* [DATA TO PROCESS]
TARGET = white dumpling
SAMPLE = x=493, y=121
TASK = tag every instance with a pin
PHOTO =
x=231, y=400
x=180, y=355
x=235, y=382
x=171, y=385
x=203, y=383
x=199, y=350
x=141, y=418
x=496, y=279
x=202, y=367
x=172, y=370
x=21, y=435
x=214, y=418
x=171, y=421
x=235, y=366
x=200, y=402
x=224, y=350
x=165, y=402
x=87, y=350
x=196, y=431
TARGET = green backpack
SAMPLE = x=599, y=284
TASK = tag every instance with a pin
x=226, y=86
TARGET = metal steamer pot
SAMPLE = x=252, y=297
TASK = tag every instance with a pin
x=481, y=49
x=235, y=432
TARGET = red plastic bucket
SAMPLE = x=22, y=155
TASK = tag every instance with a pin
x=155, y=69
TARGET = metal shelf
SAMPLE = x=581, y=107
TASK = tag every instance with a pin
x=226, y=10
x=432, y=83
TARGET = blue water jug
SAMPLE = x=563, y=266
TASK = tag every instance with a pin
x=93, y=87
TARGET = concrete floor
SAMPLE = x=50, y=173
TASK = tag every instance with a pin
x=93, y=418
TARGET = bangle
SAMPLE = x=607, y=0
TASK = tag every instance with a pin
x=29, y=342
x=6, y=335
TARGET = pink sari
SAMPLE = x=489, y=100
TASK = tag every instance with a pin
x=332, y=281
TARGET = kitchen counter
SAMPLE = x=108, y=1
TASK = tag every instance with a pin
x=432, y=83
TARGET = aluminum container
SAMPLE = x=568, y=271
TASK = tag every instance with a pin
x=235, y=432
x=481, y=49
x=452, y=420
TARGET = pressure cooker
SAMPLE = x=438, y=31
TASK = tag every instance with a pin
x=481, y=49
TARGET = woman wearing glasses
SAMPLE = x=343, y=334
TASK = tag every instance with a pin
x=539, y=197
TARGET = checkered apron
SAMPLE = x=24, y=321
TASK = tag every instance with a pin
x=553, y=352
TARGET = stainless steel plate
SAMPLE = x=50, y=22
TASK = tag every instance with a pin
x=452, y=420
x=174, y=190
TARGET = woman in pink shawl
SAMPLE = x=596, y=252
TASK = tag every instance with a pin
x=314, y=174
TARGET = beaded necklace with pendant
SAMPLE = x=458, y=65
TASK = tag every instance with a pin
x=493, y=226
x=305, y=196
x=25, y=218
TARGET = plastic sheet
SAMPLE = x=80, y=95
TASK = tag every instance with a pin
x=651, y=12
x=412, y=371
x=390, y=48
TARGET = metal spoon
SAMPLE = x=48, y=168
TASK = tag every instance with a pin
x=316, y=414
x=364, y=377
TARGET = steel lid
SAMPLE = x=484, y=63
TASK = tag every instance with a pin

* [ASSIGNMENT]
Set down the entire listing above again, word for word.

* [SOLUTION TO THIS PROBLEM]
TARGET = white dumpling
SAMPLE = x=493, y=121
TASK = tag every instance with a pin
PHOTO =
x=231, y=400
x=180, y=355
x=235, y=382
x=171, y=385
x=203, y=383
x=199, y=350
x=141, y=418
x=496, y=279
x=202, y=367
x=172, y=370
x=21, y=435
x=214, y=418
x=171, y=421
x=235, y=366
x=200, y=402
x=224, y=350
x=165, y=402
x=87, y=350
x=196, y=431
TARGET = green backpack
SAMPLE = x=599, y=284
TASK = tag every instance with a pin
x=226, y=86
TARGET = metal steamer pot
SAMPLE = x=252, y=297
TASK = tag every instance with a pin
x=481, y=49
x=235, y=432
TARGET = red plastic bucket
SAMPLE = x=22, y=155
TASK = tag every instance with a pin
x=155, y=69
TARGET = metal shelf
SAMPLE = x=581, y=107
TASK = tag every instance with a pin
x=226, y=10
x=432, y=83
TARGET = blue water jug
SAMPLE = x=563, y=266
TASK = tag every instance with a pin
x=93, y=87
TARGET = concrete floor
SAMPLE = x=50, y=173
TASK = tag every instance with a pin
x=93, y=418
TARGET = bangle
SAMPLE = x=607, y=0
TASK = tag every instance with a pin
x=29, y=342
x=6, y=335
TARGET = pink sari
SAMPLE = x=489, y=100
TASK = tag every instance with a pin
x=332, y=281
TARGET = kitchen counter
SAMPLE = x=108, y=1
TASK = tag every instance with a pin
x=432, y=83
TARGET = aluminum container
SAMPLE = x=568, y=271
TASK = tag every instance with a pin
x=235, y=432
x=481, y=49
x=452, y=420
TARGET = pressure cooker
SAMPLE = x=438, y=31
TASK = tag every instance with a pin
x=481, y=49
TARGET = woman wearing glasses
SAMPLE = x=343, y=334
TASK = tag every instance with a pin
x=539, y=197
TARGET = checkered apron
SAMPLE = x=24, y=321
TASK = tag every instance with a pin
x=553, y=352
TARGET = stainless steel plate
SAMPLE = x=50, y=22
TASK = tag every instance with a pin
x=452, y=420
x=174, y=190
TARGET = woman in pink shawl
SAMPLE = x=596, y=252
TASK = tag every instance with a pin
x=314, y=174
TARGET = beaded necklace with pendant
SAMPLE = x=458, y=65
TASK = tag every instance with a pin
x=493, y=226
x=305, y=196
x=25, y=218
TARGET = plastic sheet
SAMPLE = x=80, y=95
TASK = tag every instance with a pin
x=651, y=12
x=412, y=371
x=390, y=48
TARGET = metal spoon
SAMPLE = x=48, y=168
TASK = tag every instance with a pin
x=316, y=414
x=364, y=377
TARGET = steel lid
SAMPLE = x=484, y=63
TASK = tag every instance with a pin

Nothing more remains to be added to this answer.